→ **EXERCISE TASK**
Transcribe, word for word, the line containing "the rocky headland" and each line following it through the end of the listing below. Omit all other lines.

+++ TASK DATA

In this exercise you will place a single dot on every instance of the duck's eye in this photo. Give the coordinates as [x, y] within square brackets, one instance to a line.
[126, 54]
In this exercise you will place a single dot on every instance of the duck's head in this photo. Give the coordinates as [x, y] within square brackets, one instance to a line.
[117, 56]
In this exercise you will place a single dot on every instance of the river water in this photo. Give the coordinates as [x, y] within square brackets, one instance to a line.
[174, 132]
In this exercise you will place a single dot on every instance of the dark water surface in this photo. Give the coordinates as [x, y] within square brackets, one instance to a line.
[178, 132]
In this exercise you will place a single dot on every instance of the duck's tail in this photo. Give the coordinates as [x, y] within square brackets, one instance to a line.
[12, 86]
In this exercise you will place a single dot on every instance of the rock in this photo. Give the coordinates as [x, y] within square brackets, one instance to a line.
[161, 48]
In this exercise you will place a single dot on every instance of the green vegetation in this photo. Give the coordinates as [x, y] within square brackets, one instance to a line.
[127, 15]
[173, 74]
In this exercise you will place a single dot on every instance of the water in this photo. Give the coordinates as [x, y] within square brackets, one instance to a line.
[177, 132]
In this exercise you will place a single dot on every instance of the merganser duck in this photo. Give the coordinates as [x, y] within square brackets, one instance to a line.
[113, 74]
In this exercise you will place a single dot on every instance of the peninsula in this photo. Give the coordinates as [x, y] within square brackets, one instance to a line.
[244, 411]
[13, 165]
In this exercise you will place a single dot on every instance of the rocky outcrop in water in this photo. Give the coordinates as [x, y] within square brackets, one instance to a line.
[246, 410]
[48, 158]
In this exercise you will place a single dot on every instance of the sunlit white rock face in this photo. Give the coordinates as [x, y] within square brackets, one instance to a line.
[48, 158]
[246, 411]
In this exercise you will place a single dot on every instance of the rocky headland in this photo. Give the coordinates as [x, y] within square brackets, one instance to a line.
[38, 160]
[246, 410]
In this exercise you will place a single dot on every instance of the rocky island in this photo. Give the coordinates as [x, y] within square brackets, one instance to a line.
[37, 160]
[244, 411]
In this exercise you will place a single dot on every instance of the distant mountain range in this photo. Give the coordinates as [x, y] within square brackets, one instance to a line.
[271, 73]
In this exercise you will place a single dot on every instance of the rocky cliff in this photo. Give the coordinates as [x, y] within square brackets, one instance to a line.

++++++

→ **RESULT FOR THIS TASK**
In this exercise you will place a single dot on every instance of the rocky headland in this photo. Give the coordinates as [x, y] within square brackets, one instance to a line.
[38, 160]
[246, 410]
In this exercise you will place a single dot on every instance of the rocky island in this photo. Give the coordinates as [x, y] within square brackets, one instance to a line.
[37, 160]
[244, 411]
In this exercise you will place a single dot on every instance of the distant mountain range in this photo. Give the coordinates as [x, y] within square brackets, one instance to a line.
[271, 73]
In this exercise you will place a single dot on every instance of the rocky cliff in this photo. Give the coordinates as [x, y] within square brackets, one instance to a line.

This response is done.